### [Work required]
Quote the whole listing exactly. Leave the pictures out of your copy.

### [Supplied records]
════
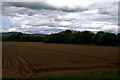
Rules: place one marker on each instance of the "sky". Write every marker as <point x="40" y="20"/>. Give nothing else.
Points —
<point x="52" y="16"/>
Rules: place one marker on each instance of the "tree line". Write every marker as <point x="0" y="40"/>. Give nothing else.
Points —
<point x="70" y="37"/>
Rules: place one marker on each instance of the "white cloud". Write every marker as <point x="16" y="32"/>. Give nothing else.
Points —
<point x="58" y="15"/>
<point x="12" y="29"/>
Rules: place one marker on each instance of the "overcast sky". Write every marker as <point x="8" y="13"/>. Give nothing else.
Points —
<point x="51" y="16"/>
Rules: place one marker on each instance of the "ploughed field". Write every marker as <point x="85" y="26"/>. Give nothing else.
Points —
<point x="25" y="59"/>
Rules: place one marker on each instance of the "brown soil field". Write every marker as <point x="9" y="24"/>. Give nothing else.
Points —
<point x="24" y="59"/>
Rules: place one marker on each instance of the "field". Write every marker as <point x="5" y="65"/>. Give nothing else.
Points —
<point x="24" y="59"/>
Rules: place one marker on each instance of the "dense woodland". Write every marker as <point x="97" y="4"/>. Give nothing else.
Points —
<point x="69" y="37"/>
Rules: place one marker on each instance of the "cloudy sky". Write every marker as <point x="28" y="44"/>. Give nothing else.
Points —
<point x="51" y="16"/>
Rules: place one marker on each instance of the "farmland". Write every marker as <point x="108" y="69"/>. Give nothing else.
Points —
<point x="24" y="59"/>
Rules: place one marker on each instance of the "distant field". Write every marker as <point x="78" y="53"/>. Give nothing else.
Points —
<point x="24" y="59"/>
<point x="5" y="35"/>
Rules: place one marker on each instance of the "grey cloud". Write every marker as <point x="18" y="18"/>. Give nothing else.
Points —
<point x="43" y="5"/>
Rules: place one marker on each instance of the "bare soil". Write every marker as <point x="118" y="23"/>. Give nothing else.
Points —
<point x="24" y="59"/>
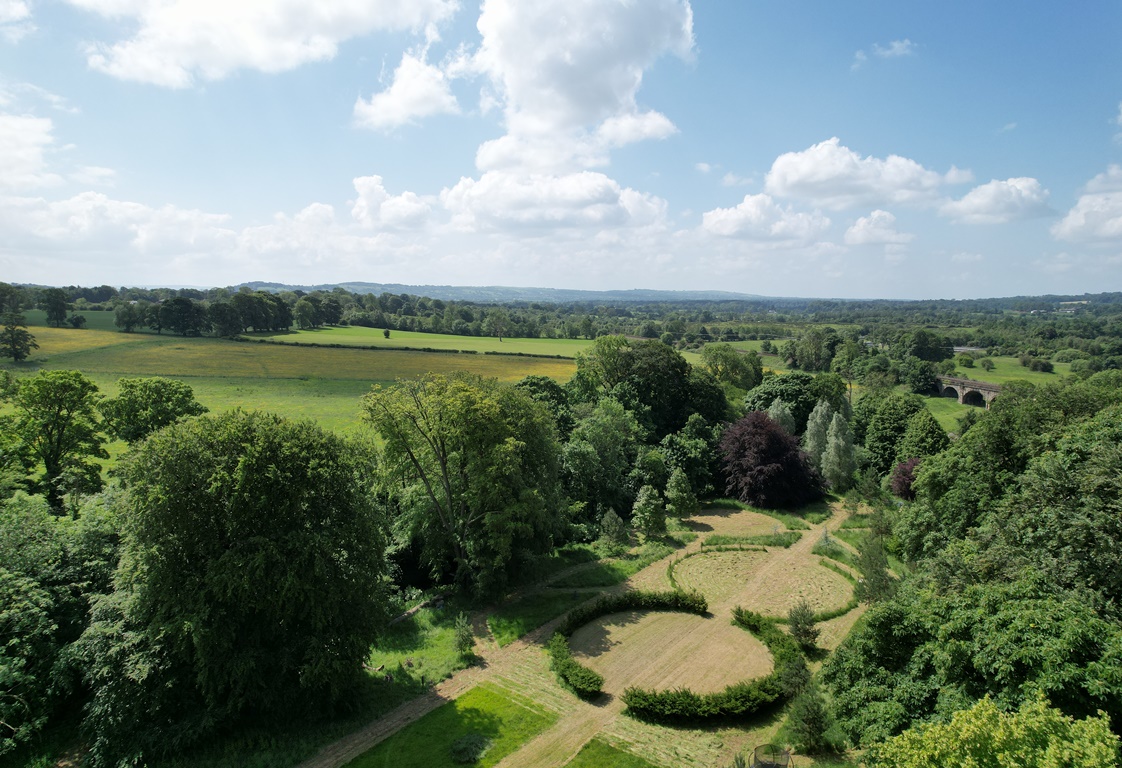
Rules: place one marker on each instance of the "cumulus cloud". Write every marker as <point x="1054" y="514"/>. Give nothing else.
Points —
<point x="376" y="208"/>
<point x="419" y="90"/>
<point x="760" y="218"/>
<point x="1096" y="216"/>
<point x="835" y="176"/>
<point x="578" y="201"/>
<point x="24" y="143"/>
<point x="877" y="228"/>
<point x="1000" y="202"/>
<point x="181" y="42"/>
<point x="567" y="74"/>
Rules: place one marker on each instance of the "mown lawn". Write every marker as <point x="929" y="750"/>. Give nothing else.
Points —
<point x="506" y="722"/>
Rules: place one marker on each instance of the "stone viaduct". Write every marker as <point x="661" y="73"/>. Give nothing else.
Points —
<point x="966" y="391"/>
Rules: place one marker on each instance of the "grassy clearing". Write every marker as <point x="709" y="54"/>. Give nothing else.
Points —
<point x="513" y="620"/>
<point x="598" y="755"/>
<point x="615" y="570"/>
<point x="783" y="539"/>
<point x="504" y="720"/>
<point x="356" y="336"/>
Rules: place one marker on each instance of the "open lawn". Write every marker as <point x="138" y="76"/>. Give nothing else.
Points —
<point x="669" y="650"/>
<point x="373" y="337"/>
<point x="505" y="722"/>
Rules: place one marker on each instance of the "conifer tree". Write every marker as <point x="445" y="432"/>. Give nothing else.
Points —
<point x="780" y="412"/>
<point x="839" y="459"/>
<point x="814" y="439"/>
<point x="680" y="500"/>
<point x="923" y="437"/>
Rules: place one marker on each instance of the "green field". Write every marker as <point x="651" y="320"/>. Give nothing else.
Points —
<point x="428" y="743"/>
<point x="323" y="384"/>
<point x="353" y="336"/>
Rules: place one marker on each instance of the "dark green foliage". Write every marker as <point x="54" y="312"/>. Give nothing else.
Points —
<point x="683" y="602"/>
<point x="250" y="583"/>
<point x="886" y="430"/>
<point x="811" y="724"/>
<point x="922" y="437"/>
<point x="57" y="421"/>
<point x="143" y="405"/>
<point x="469" y="748"/>
<point x="739" y="700"/>
<point x="800" y="623"/>
<point x="764" y="467"/>
<point x="16" y="341"/>
<point x="573" y="675"/>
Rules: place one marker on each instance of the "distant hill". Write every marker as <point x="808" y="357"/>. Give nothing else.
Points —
<point x="502" y="293"/>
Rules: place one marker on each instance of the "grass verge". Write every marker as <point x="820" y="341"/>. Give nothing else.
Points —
<point x="506" y="722"/>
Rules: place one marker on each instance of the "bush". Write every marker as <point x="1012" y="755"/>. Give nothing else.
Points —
<point x="573" y="675"/>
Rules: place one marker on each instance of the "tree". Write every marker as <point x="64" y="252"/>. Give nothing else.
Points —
<point x="681" y="502"/>
<point x="16" y="341"/>
<point x="886" y="430"/>
<point x="143" y="405"/>
<point x="922" y="437"/>
<point x="250" y="584"/>
<point x="475" y="466"/>
<point x="56" y="305"/>
<point x="818" y="424"/>
<point x="839" y="459"/>
<point x="1035" y="736"/>
<point x="780" y="412"/>
<point x="732" y="366"/>
<point x="56" y="419"/>
<point x="764" y="467"/>
<point x="800" y="623"/>
<point x="649" y="514"/>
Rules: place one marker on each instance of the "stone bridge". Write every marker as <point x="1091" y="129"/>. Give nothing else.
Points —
════
### [Task output]
Rules: place one marker on each instance of the "sky". Write every marker as <point x="40" y="20"/>. Give nothing else.
Points —
<point x="52" y="16"/>
Rules: place one marker on each instance of the "tree line". Write every marker as <point x="0" y="40"/>. Give nothing else.
Points —
<point x="70" y="37"/>
Rules: place one marker on each instance of the "white cloud". Write every marker as <point x="16" y="32"/>. Give nothing else.
Points —
<point x="58" y="15"/>
<point x="12" y="29"/>
Rules: place one marker on each instance of the "overcast sky". Write every marker as <point x="8" y="13"/>. Give nothing else.
Points —
<point x="51" y="16"/>
Rules: place one marker on each instance of the "ploughed field". Write every marker as <point x="85" y="26"/>. Give nothing else.
Points —
<point x="25" y="59"/>
Rules: place one marker on each instance of the "brown soil field". Write every marker as <point x="9" y="24"/>. Give nothing else.
Points —
<point x="24" y="59"/>
Rules: place one marker on each instance of the "field". Write every marker as <point x="5" y="65"/>. Give nothing else.
Points —
<point x="24" y="59"/>
Rules: place one marker on each instance of the "dense woodland". Write every marker as <point x="97" y="4"/>. Give nothing else.
Points —
<point x="69" y="37"/>
Rules: place one marker on each instance of the "cloudy sky". Write every marker as <point x="28" y="44"/>. Give nothing else.
Points —
<point x="51" y="16"/>
Rules: place one marker on each instance of the "farmland". Write every marker as <point x="108" y="69"/>. Give nothing else.
Points —
<point x="24" y="59"/>
Rules: place one marker on each instance of the "distant field". Write every marker as <point x="78" y="53"/>. Give nothing else.
Points —
<point x="24" y="59"/>
<point x="5" y="35"/>
Rules: place one marker on each instance of the "grey cloud". Write every marker as <point x="18" y="18"/>. Give nothing else.
Points —
<point x="43" y="5"/>
Rules: place one marker on each instance of the "bare soil". Write every marker as <point x="118" y="23"/>. Give nothing else.
Points —
<point x="24" y="59"/>
Rules: place one marker on each instance of the "cumulus cloud". Write every marker as <point x="1054" y="514"/>. Give nothing else.
Points —
<point x="376" y="208"/>
<point x="419" y="90"/>
<point x="760" y="218"/>
<point x="1096" y="216"/>
<point x="835" y="176"/>
<point x="578" y="201"/>
<point x="24" y="143"/>
<point x="877" y="228"/>
<point x="1000" y="202"/>
<point x="181" y="42"/>
<point x="567" y="74"/>
Rules: place one marker on each instance of the "mown lawn". Write every marker as <point x="929" y="750"/>. Give nothing else.
Points —
<point x="506" y="722"/>
Rules: place one marker on each instance of the "stone viaduct". Write every marker as <point x="661" y="73"/>. Give nothing else.
Points —
<point x="966" y="391"/>
Rules: place one marker on each instance of the "grassy clearing". Write every marker as <point x="709" y="54"/>. Give nothing else.
Points —
<point x="513" y="620"/>
<point x="598" y="755"/>
<point x="615" y="570"/>
<point x="783" y="539"/>
<point x="504" y="720"/>
<point x="356" y="336"/>
Rules: place one marker on each instance of the "open lawn". Write every marker as <point x="138" y="76"/>. Give nothing else.
Points —
<point x="669" y="650"/>
<point x="373" y="337"/>
<point x="505" y="722"/>
Rules: place one marker on each instance of the "conifer tree". Write every marker as <point x="445" y="432"/>. Give nothing else.
Points —
<point x="780" y="412"/>
<point x="839" y="459"/>
<point x="814" y="439"/>
<point x="680" y="500"/>
<point x="923" y="437"/>
Rules: place one marker on each instance of the "green field". Write every marker as <point x="651" y="320"/>. Give nothing else.
Points —
<point x="428" y="743"/>
<point x="323" y="384"/>
<point x="353" y="336"/>
Rules: place one marker on each instance of the "dark green foliage". Write every marker as <point x="54" y="312"/>. Give nothing else.
Points —
<point x="683" y="602"/>
<point x="250" y="583"/>
<point x="886" y="430"/>
<point x="811" y="724"/>
<point x="922" y="437"/>
<point x="57" y="421"/>
<point x="143" y="405"/>
<point x="469" y="748"/>
<point x="739" y="700"/>
<point x="800" y="623"/>
<point x="764" y="467"/>
<point x="16" y="341"/>
<point x="573" y="675"/>
Rules: place one marker on each instance of the "distant hill". Write every marker as <point x="808" y="357"/>. Give nothing else.
Points —
<point x="502" y="293"/>
Rules: place one marker on each instance of the "grass verge". Write every marker as <point x="820" y="341"/>. Give nothing else.
Points —
<point x="506" y="722"/>
Rules: place one marker on each instance of the "bush". Write every marker as <point x="1012" y="755"/>. Give nothing else.
Points —
<point x="573" y="675"/>
Rules: place one marker on each instance of the "tree". Write every marker as <point x="64" y="252"/>. Give nothing else.
Points —
<point x="681" y="502"/>
<point x="16" y="341"/>
<point x="886" y="430"/>
<point x="143" y="405"/>
<point x="922" y="437"/>
<point x="250" y="584"/>
<point x="475" y="466"/>
<point x="56" y="305"/>
<point x="818" y="424"/>
<point x="839" y="459"/>
<point x="1035" y="736"/>
<point x="780" y="412"/>
<point x="732" y="366"/>
<point x="56" y="419"/>
<point x="764" y="467"/>
<point x="800" y="623"/>
<point x="649" y="514"/>
Rules: place one marker on each instance of the "stone bridge". Write every marker as <point x="1091" y="129"/>. Give nothing else.
Points —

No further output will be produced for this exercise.